» **EXERCISE OBJECTIVE**:
Please transcribe the film review below word for word, starting with "Clint Eastwood's characteristically" and going on through "gruesome) things .".

» **READING PASSAGE**:
On August 21st, 2015, Moroccan national Ayoub El Khazzani boarded a high-speed train headed for Paris, armed with an AK-47, a pistol, a box-cutter and enough ammunition to mow down every passenger on board. His attack, apparently inspired by Isis, was thwarted by the swift actions of several passengers, including 51-year-old French man Mark Moogalian; Chris Norman, a 62-year-old British businessman, and three young American tourists: Alek Skarlatos, Anthony Sadler and Spencer Stone.
Clint Eastwood's characteristically unfussy historic re-enactment casts these young men as themselves, a move that doesn't quite produce the hard-hitting neorealist clout of early Robert Bresson or Roberto Rossellini, but which does, nonetheless, lend the proceedings an easy naturalism. At first glance, The 15:17 to Paris appears to fit with the director's recent run of films, notably Sully and American Sniper, in which ordinary men do extraordinary (and in the case of Chris Kyle, gruesome) things .

» **DATASET CONTENT**:
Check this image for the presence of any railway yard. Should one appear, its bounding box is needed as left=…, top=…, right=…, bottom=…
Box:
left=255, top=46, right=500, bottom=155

» **FINISHED TASK**:
Clint Eastwood's characteristically unfussy historic re-enactment casts these young men as themselves, a move that doesn't quite produce the hard-hitting neorealist clout of early Robert Bresson or Roberto Rossellini, but which does, nonetheless, lend the proceedings an easy naturalism. At first glance, The 15:17 to Paris appears to fit with the director's recent run of films, notably Sully and American Sniper, in which ordinary men do extraordinary (and in the case of Chris Kyle, gruesome) things .